How to complete this task: Restate word for word the span of lines that opens with the line containing "Return one point per instance of the truck" and closes with the last line of the material. Include both ends and nothing more.

Materials provided:
========
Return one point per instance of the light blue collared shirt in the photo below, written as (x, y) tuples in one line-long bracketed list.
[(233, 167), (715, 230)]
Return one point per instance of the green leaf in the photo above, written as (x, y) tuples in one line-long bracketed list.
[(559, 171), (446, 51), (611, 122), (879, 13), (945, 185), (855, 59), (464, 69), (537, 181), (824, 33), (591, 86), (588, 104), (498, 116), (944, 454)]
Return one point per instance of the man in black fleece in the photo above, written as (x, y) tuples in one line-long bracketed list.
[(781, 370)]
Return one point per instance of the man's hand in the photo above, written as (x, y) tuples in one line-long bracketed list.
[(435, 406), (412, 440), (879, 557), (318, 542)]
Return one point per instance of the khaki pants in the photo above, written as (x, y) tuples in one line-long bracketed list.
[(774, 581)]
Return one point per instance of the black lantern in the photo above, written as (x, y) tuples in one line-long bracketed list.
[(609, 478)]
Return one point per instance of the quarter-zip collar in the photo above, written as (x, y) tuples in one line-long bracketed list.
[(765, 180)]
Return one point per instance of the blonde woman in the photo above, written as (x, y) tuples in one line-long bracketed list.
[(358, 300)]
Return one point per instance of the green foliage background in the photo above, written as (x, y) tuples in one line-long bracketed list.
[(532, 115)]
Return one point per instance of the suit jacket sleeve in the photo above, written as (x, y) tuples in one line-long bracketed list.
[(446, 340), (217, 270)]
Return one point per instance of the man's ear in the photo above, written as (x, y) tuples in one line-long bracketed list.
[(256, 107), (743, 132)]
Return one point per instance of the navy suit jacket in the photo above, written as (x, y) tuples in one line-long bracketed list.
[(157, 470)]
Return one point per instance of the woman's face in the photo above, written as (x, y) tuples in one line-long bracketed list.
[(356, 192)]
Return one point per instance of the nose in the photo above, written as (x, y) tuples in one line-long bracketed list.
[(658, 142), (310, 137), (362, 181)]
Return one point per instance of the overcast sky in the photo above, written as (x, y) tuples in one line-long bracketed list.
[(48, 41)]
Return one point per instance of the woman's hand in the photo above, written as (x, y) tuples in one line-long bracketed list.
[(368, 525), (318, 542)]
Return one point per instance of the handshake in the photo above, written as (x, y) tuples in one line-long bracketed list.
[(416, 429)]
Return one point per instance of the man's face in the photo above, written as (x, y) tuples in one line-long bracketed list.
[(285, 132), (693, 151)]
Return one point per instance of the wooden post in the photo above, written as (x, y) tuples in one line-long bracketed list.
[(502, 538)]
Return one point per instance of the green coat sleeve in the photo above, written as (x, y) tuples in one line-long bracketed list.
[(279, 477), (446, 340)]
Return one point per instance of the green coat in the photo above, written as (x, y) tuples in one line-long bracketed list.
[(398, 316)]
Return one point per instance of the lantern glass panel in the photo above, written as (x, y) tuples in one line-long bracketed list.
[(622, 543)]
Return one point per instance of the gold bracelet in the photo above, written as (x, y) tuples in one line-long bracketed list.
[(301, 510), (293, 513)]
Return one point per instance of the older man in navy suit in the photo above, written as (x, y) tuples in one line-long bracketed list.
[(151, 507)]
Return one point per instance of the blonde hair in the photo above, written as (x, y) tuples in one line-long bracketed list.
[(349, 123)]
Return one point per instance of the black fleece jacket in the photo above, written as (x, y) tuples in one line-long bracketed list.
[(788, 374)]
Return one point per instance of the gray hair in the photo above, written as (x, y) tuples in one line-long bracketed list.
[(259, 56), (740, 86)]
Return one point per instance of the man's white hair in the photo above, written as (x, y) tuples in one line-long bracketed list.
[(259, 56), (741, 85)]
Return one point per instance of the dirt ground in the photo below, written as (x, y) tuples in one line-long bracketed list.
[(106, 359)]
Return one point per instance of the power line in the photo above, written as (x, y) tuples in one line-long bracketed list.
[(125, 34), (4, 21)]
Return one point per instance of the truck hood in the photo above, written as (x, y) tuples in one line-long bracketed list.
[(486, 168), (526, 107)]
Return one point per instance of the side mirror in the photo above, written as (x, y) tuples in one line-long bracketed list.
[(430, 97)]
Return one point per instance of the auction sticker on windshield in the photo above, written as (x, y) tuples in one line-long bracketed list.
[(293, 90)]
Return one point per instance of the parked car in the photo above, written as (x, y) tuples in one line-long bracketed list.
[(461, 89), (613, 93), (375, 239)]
========
Answer to this problem:
Return one point per instance of the truck hood in the photo above, written as (x, y) tuples in one line-long bracketed list.
[(486, 168), (526, 107)]
Return one point per instance of the side mirror in the photo above, written as (x, y) tuples in one line-long bracketed list.
[(430, 97)]
Return one point per instance of the auction sticker on windshield in the photo above, written as (x, y) tuples in one line-long bracketed list.
[(293, 90)]
Return one point per instance of the parked car in the photo above, written as (x, y) tuples in one line-long bracketed list.
[(461, 89), (613, 93), (375, 239)]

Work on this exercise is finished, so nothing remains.